- _EXTRAIT À LIRE_:
=-=-=-=-=
Une machine comme moi, Ian McEwan

1982, un retour en arrière futuriste, le monde est presque pareil à quelques différences près, certaines majeures pour la fiction : Alan Tuning a poursuivi ses recherches et est toujours actif, les Beatles n’ont pas perdu John Lennon et sortent un nouvel album, l’Angleterre rentre en guerre contre les Malouines et subit une déculottée patriotique cinglante. Les machines numériques font réellement partie du quotidien humain, à tel point que les voitures n’ont pas forcément besoin d’être conduites. Cette année là, les premières Intelligences artificielles sont commercialisées pour le grand public, ce sont les Adams et les Eve. Programmables, parlant, agissant, du sur humain sur mesure.

Charlie est un admirateur de Tuning et il vient de s’offrir un Adam, engloutissant dans cet achat les restes d’une série de petits héritages qu’il a soigneusement dilapidés dans des entreprises foireuses, même de petite envergure. Il a fait de vagues études, il a été fiscaliste, a publié aussi un essai sur l’intelligence artificielle, quand il était petit, il a construit un poste de radio … Charlie vivote et boursicote depuis son appartement londoniens minuscule en rez de chaussée, en se basant sur ses intuitions, qui sont loin d’être fulgurantes.
=-=-=-=-=
- _DONNÉES FOURNIES_:
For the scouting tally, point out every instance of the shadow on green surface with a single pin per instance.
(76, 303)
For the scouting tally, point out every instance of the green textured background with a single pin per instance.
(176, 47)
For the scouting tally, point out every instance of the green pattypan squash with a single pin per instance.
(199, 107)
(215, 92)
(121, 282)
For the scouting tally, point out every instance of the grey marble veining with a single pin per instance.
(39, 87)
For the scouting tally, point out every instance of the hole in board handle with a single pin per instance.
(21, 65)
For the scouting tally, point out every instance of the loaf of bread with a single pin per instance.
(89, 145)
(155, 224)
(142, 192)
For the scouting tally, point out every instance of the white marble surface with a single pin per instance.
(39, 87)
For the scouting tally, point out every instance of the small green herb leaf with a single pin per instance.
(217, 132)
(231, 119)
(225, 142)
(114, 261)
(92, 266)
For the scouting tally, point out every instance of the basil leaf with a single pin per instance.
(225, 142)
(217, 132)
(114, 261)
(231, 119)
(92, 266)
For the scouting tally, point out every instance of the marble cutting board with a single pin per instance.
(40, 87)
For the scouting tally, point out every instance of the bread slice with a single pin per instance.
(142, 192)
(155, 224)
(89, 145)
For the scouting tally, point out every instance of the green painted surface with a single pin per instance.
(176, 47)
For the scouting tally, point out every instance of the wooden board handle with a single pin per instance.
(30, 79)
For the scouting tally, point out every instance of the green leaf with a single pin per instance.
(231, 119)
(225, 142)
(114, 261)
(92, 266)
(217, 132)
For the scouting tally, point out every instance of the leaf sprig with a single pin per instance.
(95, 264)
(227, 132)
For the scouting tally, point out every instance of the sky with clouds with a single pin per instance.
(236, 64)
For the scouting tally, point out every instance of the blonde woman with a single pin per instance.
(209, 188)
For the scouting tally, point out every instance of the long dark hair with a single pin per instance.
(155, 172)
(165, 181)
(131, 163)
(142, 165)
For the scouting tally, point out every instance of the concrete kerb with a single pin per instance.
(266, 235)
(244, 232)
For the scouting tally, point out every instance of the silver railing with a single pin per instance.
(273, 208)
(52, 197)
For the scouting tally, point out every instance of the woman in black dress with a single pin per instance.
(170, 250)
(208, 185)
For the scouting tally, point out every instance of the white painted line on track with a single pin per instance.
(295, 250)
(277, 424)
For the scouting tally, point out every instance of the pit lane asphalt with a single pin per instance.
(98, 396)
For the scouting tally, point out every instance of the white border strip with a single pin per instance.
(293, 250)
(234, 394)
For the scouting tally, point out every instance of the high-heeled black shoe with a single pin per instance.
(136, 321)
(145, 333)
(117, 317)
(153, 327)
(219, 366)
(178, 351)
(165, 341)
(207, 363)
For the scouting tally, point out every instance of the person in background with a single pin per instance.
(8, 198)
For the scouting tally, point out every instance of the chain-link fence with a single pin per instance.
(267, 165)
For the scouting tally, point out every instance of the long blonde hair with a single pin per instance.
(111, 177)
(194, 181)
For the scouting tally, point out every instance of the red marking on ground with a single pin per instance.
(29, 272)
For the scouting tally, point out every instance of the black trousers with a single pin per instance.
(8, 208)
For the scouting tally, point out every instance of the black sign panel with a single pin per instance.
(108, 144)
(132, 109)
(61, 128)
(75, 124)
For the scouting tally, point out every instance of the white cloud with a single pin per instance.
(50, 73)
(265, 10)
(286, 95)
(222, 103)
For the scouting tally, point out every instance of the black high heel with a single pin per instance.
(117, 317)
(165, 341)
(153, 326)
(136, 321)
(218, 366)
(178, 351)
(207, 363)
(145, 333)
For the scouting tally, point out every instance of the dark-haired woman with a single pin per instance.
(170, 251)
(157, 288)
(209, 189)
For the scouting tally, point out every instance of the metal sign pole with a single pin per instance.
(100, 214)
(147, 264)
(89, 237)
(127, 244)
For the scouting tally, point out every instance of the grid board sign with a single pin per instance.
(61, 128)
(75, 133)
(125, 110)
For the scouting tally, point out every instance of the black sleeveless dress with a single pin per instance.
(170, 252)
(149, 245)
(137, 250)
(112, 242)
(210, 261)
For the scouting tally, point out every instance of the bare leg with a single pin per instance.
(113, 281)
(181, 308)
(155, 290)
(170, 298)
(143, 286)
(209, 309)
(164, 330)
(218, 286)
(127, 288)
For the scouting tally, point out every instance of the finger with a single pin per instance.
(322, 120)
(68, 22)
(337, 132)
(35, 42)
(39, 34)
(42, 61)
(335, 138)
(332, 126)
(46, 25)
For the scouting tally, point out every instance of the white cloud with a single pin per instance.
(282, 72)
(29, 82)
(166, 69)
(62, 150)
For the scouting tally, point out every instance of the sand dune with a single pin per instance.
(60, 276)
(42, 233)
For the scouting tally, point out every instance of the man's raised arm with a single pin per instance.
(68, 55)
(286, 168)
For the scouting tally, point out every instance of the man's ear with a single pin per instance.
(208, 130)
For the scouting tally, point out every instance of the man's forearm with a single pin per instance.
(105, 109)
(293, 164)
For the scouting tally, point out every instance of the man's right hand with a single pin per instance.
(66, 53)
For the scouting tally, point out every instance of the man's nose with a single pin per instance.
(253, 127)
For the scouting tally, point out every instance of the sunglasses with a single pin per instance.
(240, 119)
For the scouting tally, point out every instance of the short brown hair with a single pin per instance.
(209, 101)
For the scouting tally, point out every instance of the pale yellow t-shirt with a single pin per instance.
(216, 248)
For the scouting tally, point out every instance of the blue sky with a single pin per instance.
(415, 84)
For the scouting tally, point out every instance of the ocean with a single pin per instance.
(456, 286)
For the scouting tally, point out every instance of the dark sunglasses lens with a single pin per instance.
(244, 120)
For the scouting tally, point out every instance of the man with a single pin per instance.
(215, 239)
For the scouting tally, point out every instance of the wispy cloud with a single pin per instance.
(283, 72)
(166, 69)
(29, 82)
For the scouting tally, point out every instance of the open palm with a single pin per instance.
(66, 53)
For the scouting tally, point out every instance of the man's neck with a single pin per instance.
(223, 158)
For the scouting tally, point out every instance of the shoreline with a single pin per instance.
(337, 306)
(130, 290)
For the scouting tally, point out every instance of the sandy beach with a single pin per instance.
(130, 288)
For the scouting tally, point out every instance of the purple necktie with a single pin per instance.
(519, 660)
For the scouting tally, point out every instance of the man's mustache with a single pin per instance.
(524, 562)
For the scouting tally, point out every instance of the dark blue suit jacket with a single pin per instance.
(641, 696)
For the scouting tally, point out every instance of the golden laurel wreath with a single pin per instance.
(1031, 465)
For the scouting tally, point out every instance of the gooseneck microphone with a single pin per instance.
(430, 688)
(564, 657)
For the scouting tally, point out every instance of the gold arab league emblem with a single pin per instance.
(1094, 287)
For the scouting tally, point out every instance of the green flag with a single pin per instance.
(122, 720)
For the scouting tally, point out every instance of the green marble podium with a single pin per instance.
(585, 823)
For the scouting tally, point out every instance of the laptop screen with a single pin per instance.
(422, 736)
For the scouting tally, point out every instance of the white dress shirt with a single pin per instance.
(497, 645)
=-=-=-=-=
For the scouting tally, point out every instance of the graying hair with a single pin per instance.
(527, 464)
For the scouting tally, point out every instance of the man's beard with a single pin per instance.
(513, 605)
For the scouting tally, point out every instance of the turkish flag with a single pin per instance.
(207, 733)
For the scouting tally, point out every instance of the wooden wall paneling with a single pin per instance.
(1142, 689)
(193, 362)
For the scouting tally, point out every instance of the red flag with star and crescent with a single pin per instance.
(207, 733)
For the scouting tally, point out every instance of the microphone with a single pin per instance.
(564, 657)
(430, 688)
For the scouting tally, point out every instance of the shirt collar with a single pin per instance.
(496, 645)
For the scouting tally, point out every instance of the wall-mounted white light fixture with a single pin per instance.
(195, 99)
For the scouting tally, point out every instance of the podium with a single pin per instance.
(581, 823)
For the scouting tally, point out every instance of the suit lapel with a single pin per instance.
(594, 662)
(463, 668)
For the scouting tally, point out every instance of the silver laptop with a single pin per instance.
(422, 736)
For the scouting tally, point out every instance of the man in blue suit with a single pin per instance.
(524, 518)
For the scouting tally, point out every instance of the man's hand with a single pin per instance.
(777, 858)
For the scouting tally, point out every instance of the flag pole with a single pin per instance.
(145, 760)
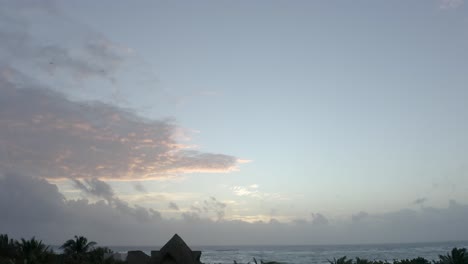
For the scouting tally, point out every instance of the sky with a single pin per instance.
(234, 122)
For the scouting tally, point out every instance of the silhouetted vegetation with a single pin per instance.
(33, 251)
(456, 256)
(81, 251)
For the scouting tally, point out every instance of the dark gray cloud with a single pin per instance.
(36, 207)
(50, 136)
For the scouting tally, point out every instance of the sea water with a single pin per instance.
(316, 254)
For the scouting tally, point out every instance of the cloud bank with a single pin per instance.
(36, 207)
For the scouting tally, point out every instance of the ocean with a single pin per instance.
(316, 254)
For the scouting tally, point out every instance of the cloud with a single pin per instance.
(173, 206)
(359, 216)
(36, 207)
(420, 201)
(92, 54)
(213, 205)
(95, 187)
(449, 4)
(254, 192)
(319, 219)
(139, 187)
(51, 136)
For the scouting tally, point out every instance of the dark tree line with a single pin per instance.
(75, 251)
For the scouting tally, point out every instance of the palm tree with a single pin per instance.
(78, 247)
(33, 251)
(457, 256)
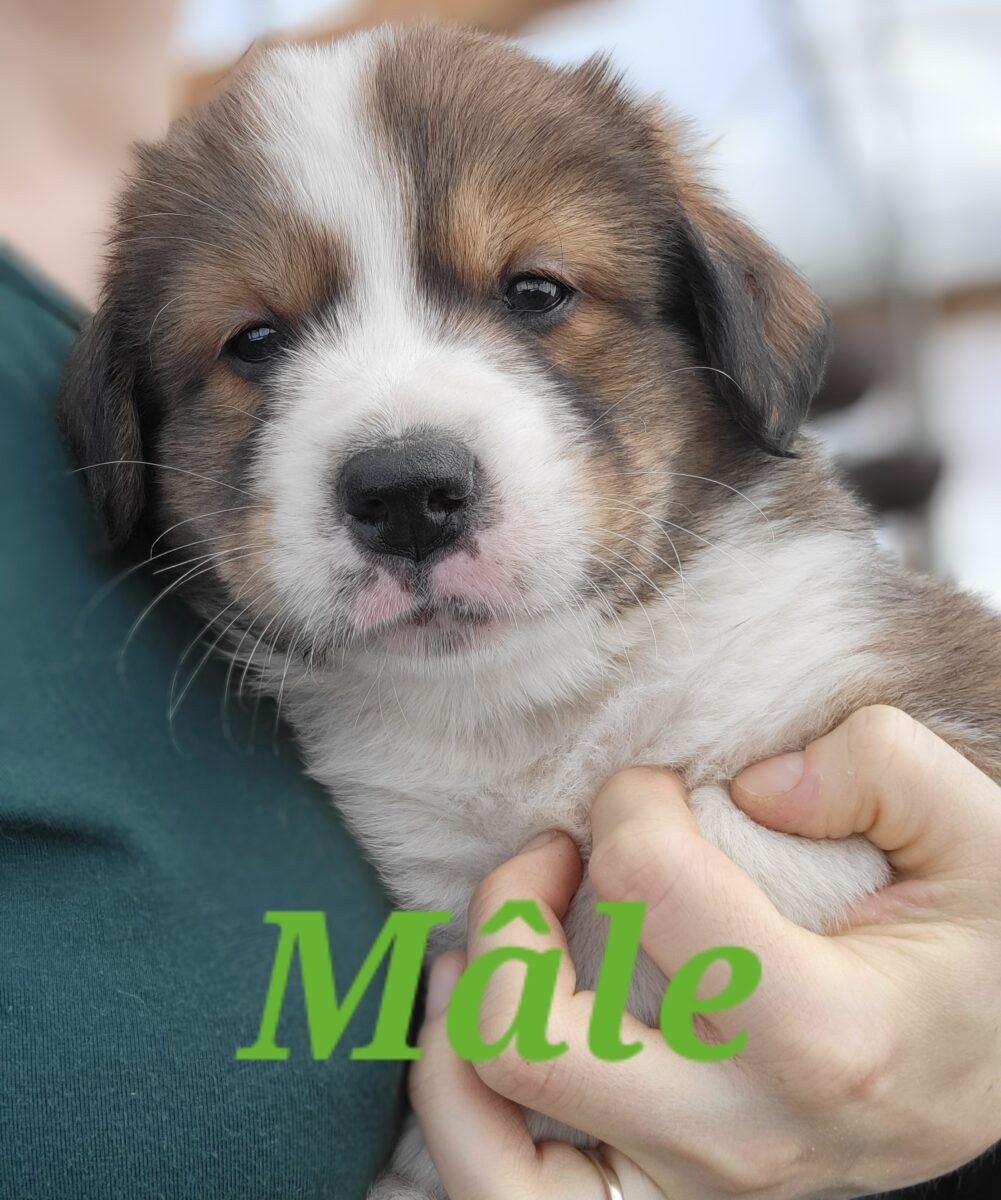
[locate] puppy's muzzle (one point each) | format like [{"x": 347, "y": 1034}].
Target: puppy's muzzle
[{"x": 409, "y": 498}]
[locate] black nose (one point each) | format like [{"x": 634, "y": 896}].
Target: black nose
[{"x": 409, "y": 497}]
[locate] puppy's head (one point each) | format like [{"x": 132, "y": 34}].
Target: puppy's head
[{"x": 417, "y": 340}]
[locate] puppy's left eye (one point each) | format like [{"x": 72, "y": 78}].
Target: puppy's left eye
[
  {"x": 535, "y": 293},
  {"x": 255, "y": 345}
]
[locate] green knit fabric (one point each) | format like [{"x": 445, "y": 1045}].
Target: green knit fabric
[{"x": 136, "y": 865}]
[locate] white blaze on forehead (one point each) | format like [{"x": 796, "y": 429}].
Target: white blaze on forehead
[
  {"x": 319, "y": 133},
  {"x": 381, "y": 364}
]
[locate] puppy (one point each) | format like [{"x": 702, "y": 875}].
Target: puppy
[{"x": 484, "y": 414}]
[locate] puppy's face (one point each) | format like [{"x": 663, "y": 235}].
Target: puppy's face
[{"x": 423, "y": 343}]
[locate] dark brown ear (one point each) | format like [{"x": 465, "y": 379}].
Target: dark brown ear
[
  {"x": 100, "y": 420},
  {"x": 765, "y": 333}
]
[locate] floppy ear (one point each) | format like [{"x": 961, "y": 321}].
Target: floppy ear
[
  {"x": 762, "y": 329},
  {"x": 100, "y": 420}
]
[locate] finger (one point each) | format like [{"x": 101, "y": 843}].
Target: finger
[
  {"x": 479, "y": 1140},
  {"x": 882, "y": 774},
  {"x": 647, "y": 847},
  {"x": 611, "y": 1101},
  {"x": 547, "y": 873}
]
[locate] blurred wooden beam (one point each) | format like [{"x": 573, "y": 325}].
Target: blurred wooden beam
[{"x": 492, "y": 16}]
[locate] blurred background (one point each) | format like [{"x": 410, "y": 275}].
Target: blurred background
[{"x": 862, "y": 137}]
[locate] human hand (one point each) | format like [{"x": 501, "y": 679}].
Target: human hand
=-=-=-=-=
- _SÉRIE DE CONSIGNES_:
a) D'après l'extrait sur le roman Une machine comme moi, quels noms portent les premières intelligences artificielles vendues au grand public ?
b) Recopiez, s'il vous plaît, le passage de l'extrait sur le roman de Ian McEwan qui va de « 1982, un retour » jusqu'à « humain sur mesure. ».
c) Reprenez la présentation du roman Une machine comme moi là où elle s'interrompt et poursuivez-la.

- _RÉPONSES_:
a) Ce sont les Adams et les Eve.

b)
1982, un retour en arrière futuriste, le monde est presque pareil à quelques différences près, certaines majeures pour la fiction : Alan Tuning a poursuivi ses recherches et est toujours actif, les Beatles n’ont pas perdu John Lennon et sortent un nouvel album, l’Angleterre rentre en guerre contre les Malouines et subit une déculottée patriotique cinglante. Les machines numériques font réellement partie du quotidien humain, à tel point que les voitures n’ont pas forcément besoin d’être conduites. Cette année là, les premières Intelligences artificielles sont commercialisées pour le grand public, ce sont les Adams et les Eve. Programmables, parlant, agissant, du sur humain sur mesure.

c)
Adam est dans la cuisine, Charlie ne sait pas trop quoi en faire,  il le gêne cet être qui va se mettre à vivre, une fois chargé dans la prise. Au dessus de Charlie, vit Miranda. il suit ses déplacements dans son appartement, l’entend partir pour la fac ou pour rejoindre son père, un écrivain hypocondriaque qui habite une petite ville grise. Carlie est très attiré par Miranda, elle, on ne sait pas trop, elle est assez glaciale comme personnage, un peu comme Adam, d’ailleurs, fascinante étrangeté autour de laquelle tourne Charlie avant de l’utiliser pour une manœuvre de rapprochement amoureux. Il programmera la moitié des paramètres d’Adam et Miranda, l’autre, sans qu’ils sachent l’un et l’autre quel être ils ont ainsi créé.

Le jeu entre les trois personnages donne un récit surprenant et dérangeant car hors des schémas convenus sur les relations hommes machines. Ni révolte, ni prise de pouvoir, ni miroir déformant, Adam renvoie Amanda et Charlie à leur vacuité et à leur valeur très relative de la justice et de la morale. plus qu’un roman sur les machines et leur emprise McEwan pose l’hypothèse que les machines pourraient éprouver des sentiments, d’abord basés sur l’imitation, puis, pouvant progresser, analysant le monde pour lequel on les a fabriquer, et que ce monde, fait d’injustices et de compromis moraux ne leur conviendrait pas. Alors qu’Amanda et Charlie se seraient contentés d’un clone, d’un complice et d’un instrument de jeu, Adam s’érige en juge et en sage d’une humanité médiocre, la machine est nostalgique de la perfection.

Un angle d’approche que j’ai fini par apprécier après un début de lecture un peu réfrigéré car l’auteur prend le risque de planter deux personnages humains quelque peu mécaniques, lui est plutôt creux et elle semble sans âme. Mais en réalité, cette distance est une composante nécessaire de l’expérience morale à laquelle l’auteur nous amène, et si la machine ne voulait pas devenir aussi imparfaite que l’humain ?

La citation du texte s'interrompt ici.